Data to process below:

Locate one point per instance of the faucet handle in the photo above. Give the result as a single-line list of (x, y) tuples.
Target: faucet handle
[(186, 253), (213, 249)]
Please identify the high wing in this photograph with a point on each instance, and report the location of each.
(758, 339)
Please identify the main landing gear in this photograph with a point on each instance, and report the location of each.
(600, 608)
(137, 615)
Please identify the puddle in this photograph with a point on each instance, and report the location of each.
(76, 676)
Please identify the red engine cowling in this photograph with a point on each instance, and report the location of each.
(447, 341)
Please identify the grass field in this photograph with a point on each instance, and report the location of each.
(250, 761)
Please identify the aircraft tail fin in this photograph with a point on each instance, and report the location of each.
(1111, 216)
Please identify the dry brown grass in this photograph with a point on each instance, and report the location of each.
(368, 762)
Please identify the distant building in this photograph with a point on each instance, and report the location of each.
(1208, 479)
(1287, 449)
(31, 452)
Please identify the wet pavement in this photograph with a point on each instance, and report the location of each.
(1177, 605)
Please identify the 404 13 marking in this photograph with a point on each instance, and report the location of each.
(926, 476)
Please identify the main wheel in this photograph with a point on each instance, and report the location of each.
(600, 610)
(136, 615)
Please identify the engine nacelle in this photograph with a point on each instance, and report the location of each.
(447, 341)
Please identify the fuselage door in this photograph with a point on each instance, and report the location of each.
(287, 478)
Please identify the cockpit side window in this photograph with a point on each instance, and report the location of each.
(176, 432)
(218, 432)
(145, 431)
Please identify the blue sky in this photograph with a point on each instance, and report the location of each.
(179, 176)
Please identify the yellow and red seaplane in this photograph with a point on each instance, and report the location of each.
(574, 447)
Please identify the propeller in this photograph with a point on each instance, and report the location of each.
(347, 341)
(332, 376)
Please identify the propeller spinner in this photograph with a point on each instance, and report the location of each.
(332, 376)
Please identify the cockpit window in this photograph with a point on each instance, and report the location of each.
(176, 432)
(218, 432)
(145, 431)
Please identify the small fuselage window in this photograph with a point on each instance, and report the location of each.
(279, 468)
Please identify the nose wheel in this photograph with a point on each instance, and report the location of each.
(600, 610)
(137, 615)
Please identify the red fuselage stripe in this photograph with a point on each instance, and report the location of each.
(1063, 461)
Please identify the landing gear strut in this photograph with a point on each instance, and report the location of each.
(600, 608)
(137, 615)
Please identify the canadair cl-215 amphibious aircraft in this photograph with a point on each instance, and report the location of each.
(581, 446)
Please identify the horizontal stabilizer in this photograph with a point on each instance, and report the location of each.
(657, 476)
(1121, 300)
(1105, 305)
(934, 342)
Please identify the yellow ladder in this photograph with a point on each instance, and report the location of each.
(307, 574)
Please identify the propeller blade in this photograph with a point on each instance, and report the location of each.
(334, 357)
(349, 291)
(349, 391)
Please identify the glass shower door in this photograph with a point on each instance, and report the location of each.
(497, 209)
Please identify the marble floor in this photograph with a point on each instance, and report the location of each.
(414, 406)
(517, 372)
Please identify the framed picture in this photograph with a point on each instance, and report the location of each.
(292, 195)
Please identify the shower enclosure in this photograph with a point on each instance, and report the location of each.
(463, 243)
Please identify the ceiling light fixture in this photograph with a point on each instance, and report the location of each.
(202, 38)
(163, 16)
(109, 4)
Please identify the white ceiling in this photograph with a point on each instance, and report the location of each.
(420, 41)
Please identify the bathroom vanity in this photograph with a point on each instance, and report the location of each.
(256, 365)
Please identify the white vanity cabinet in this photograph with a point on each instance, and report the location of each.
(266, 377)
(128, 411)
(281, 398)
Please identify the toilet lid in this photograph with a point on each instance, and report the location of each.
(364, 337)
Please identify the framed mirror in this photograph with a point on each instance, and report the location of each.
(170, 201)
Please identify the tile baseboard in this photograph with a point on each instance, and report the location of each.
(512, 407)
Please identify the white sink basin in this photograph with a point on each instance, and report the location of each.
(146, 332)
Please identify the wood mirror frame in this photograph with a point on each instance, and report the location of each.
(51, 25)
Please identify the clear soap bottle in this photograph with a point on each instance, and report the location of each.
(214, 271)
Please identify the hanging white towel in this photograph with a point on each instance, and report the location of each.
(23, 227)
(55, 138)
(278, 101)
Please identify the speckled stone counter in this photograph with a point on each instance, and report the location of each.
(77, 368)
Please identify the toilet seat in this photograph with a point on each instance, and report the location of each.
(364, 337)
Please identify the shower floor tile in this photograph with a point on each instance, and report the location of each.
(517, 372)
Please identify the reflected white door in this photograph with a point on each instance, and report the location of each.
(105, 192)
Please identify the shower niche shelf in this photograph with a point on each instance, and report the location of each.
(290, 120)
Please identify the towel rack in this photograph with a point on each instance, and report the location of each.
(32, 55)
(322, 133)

End of Data to process.

→ Work required:
Please copy out every entry word for word.

→ Task solution:
Locate one point per instance of the faucet handle in the photo above. Give the result as a single-line list of (x, y) tuples.
Target: faucet handle
[(186, 253), (213, 249)]
Please identify the high wing in this photograph with a point on each instance, and report the location of each.
(758, 339)
Please identify the main landing gear in this photograph with a point on each instance, and report the location of each.
(600, 608)
(137, 615)
Please identify the puddle in this photograph with a point on each instance, and report the location of each.
(76, 676)
Please identify the red engine cowling in this photograph with a point on each instance, and report the location of each.
(447, 341)
Please identify the grass field in this photograph with a point on each instance, and report the location of each.
(250, 761)
Please identify the aircraft tail fin in this photograph with a point on each instance, and report the location of each.
(1111, 216)
Please identify the dry brown grass in this photograph with a point on each instance, and report the location of each.
(368, 762)
Please identify the distant building in this photograph with a point on each instance, and report the location of each.
(1208, 479)
(1287, 449)
(31, 452)
Please identify the wet pavement in this photograph with a point on each instance, and report the location of each.
(1177, 605)
Please identify the 404 13 marking in this photograph with a point on each instance, and report the location of each.
(926, 476)
Please identify the main wheel in this photograph with a point on each instance, and report the location of each.
(600, 610)
(136, 615)
Please identify the engine nacelle in this photograph with a point on each instance, and report the location of each.
(447, 341)
Please identify the fuselage door in this photograph with a point on each instance, and report the location of each.
(287, 478)
Please identify the cockpit side window in this photograph with a point on each instance, and report the location of each.
(176, 432)
(218, 432)
(145, 431)
Please identify the blue sky in this photograph with a point on each instance, and report the location of each.
(179, 176)
Please identify the yellow and red seaplane in this photograph with a point on each instance, and report the location of each.
(574, 447)
Please identify the propeller in this photograph with a point on each instance, and report the location of each.
(347, 341)
(332, 376)
Please identify the propeller spinner in this photograph with a point on each instance, and report the location of each.
(332, 376)
Please identify the cockpit window in this photograph with a point on each instance, and report the location of each.
(176, 432)
(218, 432)
(145, 431)
Please identify the small fuselage window in this photograph with a point on each instance, and report the location of each.
(279, 468)
Please identify the nose wheel in this photograph with a point on each instance, and report the location of each.
(600, 610)
(137, 615)
Please identify the red fuselage stripe in this photograph with a point on each instance, and report the location of each.
(1063, 461)
Please identify the landing gear strut in this photograph with a point on each instance, and report the location of each.
(600, 608)
(137, 615)
Please identify the canadair cl-215 amphibious aircraft in this photograph with a point on each instance, and report the location of each.
(581, 446)
Please identify the horizontal stabilizer in this photograph with a point on each instance, and report the location of each.
(657, 476)
(1121, 300)
(1105, 305)
(934, 342)
Please identify the yellow ladder in this photograph with a point on each instance, and report the location of each.
(307, 574)
Please identify the propeller blade in this photograph with a point on each instance, and report the location of each.
(334, 357)
(349, 291)
(349, 391)
Please identify the glass shower door in this photograph with a point on each instance, and report the location of each.
(497, 209)
Please identify the marble floor in this photograph with a point on each instance, and report the location of each.
(414, 406)
(517, 372)
Please identify the framed picture in this photograph with a point on each instance, and report the location of each.
(292, 195)
Please identify the shower enclosure in this photograph with a point on each instance, and report the location of each.
(463, 243)
Please identify the ceiling light fixture in this photograph with a point on each instance, and report the location of each.
(202, 38)
(163, 16)
(109, 4)
Please identify the white ceiling in this photograph with a point on each instance, and report the location of each.
(420, 41)
Please identify the bathroom vanity in this photograph with a point on each instance, and report the location of each.
(256, 365)
Please identify the white vanity cabinet in this photograph with a point on each instance, and report the location of each.
(266, 377)
(128, 411)
(281, 398)
Please identify the toilet lid in this photograph with a point on each instance, and report the location of each.
(364, 337)
Please identify the framed mirror in this photograph with a point on each instance, and report the location of each.
(170, 201)
Please identify the tile baseboard in this photograph with a point on each instance, and report the location of each.
(512, 407)
Please identify the white sink basin in this photograph with a point on each instance, and report the location of each.
(146, 332)
Please identify the wood mirror frame in this photograph with a point on each instance, and report the location of each.
(51, 25)
Please identify the clear soap bottle in this photograph with a point on each instance, and report the location of each.
(214, 271)
Please identify the hanging white towel in this photograph with a point on each instance, and report the location of each.
(23, 227)
(55, 138)
(278, 101)
Please identify the speckled stone counter in this photograph with a point on each instance, and report the location of each.
(77, 368)
Please identify the toilet seat in this photograph with a point on each instance, and report the location of each.
(364, 337)
Please identify the shower floor tile in this photograph with a point on each instance, and report the location of each.
(517, 372)
Please identify the reflected white door in this photograph with a point on each instance, and report the location of each.
(105, 192)
Please identify the shower niche shelf in this photograph with a point on each instance, and report the location of each.
(290, 120)
Please identify the towel rack in this photograph with a point on each instance, and report the location of each.
(32, 55)
(322, 133)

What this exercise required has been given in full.